What you should do –
Extract every line below that contains the string "rope".

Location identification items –
═══

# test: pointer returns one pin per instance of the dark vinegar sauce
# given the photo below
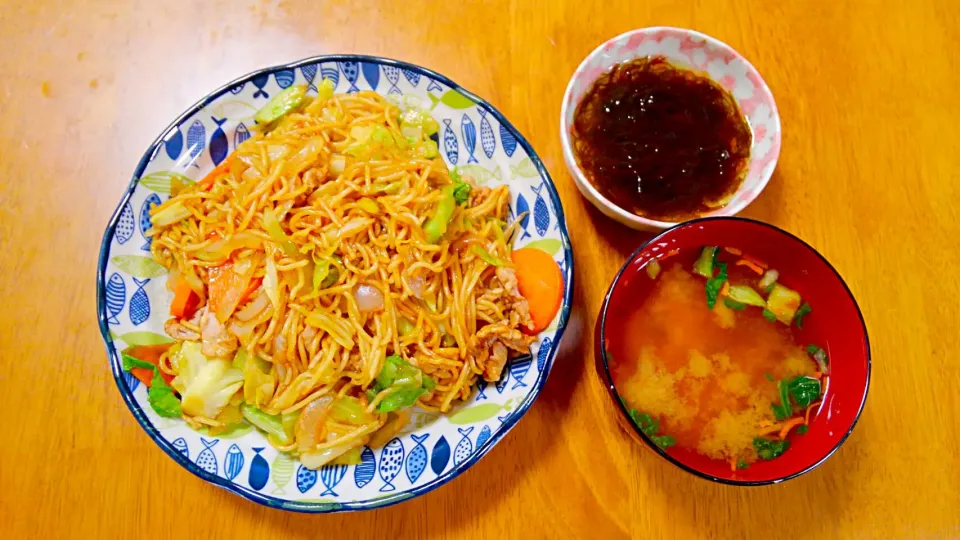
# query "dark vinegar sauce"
(661, 141)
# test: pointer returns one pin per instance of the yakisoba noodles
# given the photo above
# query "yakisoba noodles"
(329, 275)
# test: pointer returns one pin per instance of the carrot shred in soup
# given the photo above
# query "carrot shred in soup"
(708, 361)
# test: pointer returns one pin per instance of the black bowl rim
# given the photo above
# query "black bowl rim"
(608, 378)
(332, 507)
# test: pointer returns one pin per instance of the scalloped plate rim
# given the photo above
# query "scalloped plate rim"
(368, 504)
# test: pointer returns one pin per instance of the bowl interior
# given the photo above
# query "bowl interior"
(835, 324)
(698, 52)
(133, 301)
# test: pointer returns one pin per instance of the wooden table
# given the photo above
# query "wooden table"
(867, 91)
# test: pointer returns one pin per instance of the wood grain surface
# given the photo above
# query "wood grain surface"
(868, 174)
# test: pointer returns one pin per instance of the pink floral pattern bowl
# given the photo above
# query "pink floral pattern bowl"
(692, 50)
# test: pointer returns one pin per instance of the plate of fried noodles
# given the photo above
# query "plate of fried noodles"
(334, 285)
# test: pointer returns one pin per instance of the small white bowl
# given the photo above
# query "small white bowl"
(692, 50)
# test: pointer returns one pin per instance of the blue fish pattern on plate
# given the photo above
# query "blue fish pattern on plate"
(351, 70)
(504, 379)
(306, 478)
(417, 459)
(440, 456)
(132, 382)
(364, 471)
(393, 76)
(464, 447)
(541, 216)
(371, 72)
(329, 71)
(469, 132)
(331, 475)
(219, 147)
(233, 463)
(180, 445)
(145, 223)
(139, 303)
(240, 135)
(260, 81)
(543, 352)
(309, 72)
(519, 369)
(207, 461)
(174, 144)
(285, 77)
(523, 208)
(487, 140)
(391, 461)
(484, 436)
(432, 449)
(450, 145)
(412, 76)
(481, 386)
(259, 470)
(126, 226)
(196, 139)
(508, 141)
(116, 297)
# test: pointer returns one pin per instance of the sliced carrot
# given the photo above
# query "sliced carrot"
(775, 428)
(227, 290)
(151, 354)
(806, 417)
(541, 283)
(185, 300)
(788, 425)
(208, 180)
(751, 265)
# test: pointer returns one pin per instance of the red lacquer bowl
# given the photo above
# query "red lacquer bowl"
(836, 324)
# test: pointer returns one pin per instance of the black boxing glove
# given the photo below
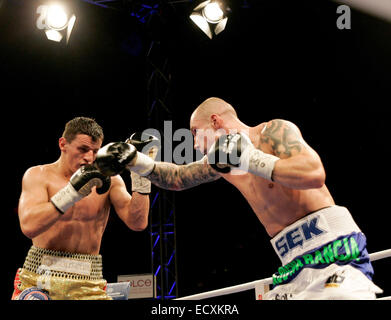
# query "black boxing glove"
(114, 157)
(148, 145)
(237, 151)
(79, 186)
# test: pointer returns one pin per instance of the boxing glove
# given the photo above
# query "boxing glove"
(114, 157)
(79, 186)
(148, 145)
(237, 151)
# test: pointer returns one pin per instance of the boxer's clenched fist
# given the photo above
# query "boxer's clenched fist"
(237, 151)
(148, 145)
(79, 186)
(114, 157)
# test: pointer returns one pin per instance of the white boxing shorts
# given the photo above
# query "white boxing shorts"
(324, 257)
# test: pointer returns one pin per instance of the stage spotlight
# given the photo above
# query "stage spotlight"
(55, 21)
(210, 16)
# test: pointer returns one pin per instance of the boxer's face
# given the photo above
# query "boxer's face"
(80, 151)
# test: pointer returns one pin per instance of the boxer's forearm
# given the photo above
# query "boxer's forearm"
(37, 219)
(180, 177)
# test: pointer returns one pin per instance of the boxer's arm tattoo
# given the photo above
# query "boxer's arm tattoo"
(283, 137)
(179, 177)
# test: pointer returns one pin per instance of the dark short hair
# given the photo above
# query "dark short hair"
(83, 125)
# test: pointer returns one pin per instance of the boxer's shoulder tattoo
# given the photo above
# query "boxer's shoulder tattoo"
(283, 137)
(180, 177)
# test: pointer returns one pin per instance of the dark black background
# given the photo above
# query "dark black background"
(276, 59)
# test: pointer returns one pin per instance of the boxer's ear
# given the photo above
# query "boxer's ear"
(61, 143)
(217, 121)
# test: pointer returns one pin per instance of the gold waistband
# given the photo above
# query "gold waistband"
(64, 264)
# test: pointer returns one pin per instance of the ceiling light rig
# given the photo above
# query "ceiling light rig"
(211, 17)
(55, 21)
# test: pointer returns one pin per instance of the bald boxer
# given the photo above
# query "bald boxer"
(322, 250)
(64, 208)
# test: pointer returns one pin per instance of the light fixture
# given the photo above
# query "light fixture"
(55, 21)
(210, 16)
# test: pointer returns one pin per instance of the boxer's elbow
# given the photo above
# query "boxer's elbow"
(139, 224)
(29, 231)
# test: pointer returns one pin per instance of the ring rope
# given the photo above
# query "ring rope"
(251, 285)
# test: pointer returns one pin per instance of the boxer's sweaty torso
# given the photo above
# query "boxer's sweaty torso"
(81, 227)
(277, 206)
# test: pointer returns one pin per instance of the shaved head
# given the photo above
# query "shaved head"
(214, 106)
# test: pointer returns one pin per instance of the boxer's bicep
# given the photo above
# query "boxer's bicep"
(285, 139)
(119, 196)
(34, 190)
(179, 177)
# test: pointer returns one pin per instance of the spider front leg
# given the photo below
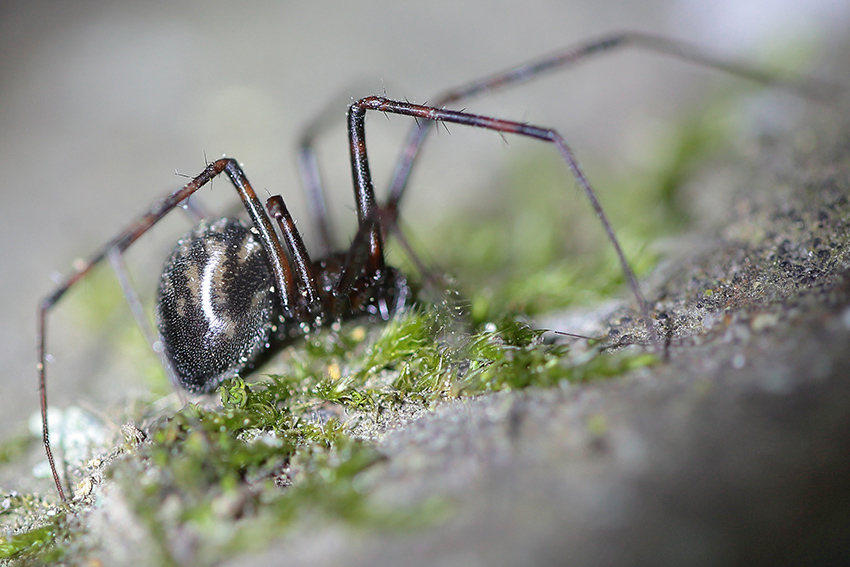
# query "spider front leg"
(362, 176)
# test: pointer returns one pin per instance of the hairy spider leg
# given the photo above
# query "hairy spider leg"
(281, 269)
(809, 88)
(360, 165)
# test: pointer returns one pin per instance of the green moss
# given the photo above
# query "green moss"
(32, 531)
(234, 476)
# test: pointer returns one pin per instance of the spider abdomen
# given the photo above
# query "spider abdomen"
(216, 306)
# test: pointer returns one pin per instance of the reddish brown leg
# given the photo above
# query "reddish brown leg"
(811, 89)
(363, 180)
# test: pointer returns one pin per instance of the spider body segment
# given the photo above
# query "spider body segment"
(233, 291)
(218, 310)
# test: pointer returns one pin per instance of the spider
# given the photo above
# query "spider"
(232, 292)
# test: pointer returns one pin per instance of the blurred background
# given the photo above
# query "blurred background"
(100, 104)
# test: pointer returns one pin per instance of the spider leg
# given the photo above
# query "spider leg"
(362, 177)
(278, 260)
(812, 89)
(311, 182)
(303, 266)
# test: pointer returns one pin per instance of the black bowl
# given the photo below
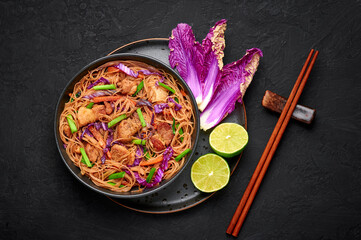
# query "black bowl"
(64, 97)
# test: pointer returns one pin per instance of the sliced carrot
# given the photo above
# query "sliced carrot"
(112, 69)
(106, 99)
(140, 75)
(152, 161)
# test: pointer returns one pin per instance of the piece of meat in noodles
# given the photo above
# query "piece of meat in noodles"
(92, 152)
(128, 85)
(156, 93)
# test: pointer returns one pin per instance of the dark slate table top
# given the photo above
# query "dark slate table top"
(312, 189)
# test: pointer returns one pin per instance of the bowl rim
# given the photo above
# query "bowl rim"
(98, 62)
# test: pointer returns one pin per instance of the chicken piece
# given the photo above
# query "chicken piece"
(128, 127)
(67, 131)
(158, 145)
(128, 86)
(98, 110)
(86, 116)
(119, 152)
(156, 93)
(92, 152)
(165, 131)
(108, 108)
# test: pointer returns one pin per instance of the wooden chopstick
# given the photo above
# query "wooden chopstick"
(251, 190)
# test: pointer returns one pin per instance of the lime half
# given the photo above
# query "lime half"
(210, 173)
(228, 139)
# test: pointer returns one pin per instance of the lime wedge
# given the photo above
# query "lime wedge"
(210, 173)
(228, 139)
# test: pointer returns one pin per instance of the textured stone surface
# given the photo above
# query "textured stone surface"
(313, 187)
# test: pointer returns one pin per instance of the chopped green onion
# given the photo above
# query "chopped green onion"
(104, 87)
(173, 126)
(83, 161)
(151, 173)
(86, 159)
(139, 87)
(180, 156)
(180, 131)
(116, 120)
(90, 105)
(139, 141)
(166, 87)
(71, 123)
(116, 175)
(141, 118)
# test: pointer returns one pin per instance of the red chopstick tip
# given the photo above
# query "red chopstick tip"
(262, 166)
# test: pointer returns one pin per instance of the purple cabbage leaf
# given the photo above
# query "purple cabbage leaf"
(235, 80)
(198, 64)
(186, 55)
(213, 46)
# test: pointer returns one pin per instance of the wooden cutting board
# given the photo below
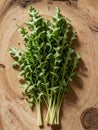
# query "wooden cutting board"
(15, 113)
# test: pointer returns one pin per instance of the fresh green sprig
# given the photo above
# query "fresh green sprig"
(48, 63)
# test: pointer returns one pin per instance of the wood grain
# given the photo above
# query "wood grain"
(15, 113)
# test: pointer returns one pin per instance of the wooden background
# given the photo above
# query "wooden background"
(15, 113)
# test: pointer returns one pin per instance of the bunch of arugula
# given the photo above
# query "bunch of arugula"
(48, 63)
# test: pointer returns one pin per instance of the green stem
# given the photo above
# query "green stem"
(39, 119)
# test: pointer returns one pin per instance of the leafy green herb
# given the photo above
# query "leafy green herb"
(48, 63)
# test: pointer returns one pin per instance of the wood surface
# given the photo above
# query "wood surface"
(15, 113)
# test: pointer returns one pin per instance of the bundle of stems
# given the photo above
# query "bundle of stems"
(48, 63)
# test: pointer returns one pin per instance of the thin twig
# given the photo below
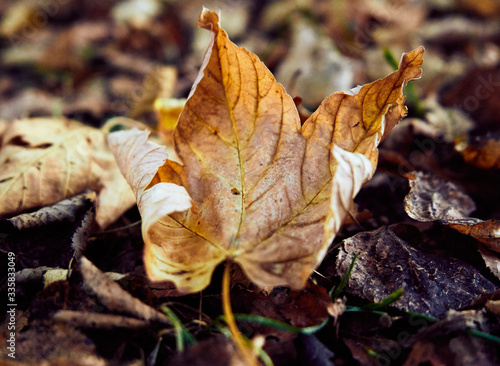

═══

The response –
# test: pointer returns one pin per instance of the ring rope
# query "ring rope"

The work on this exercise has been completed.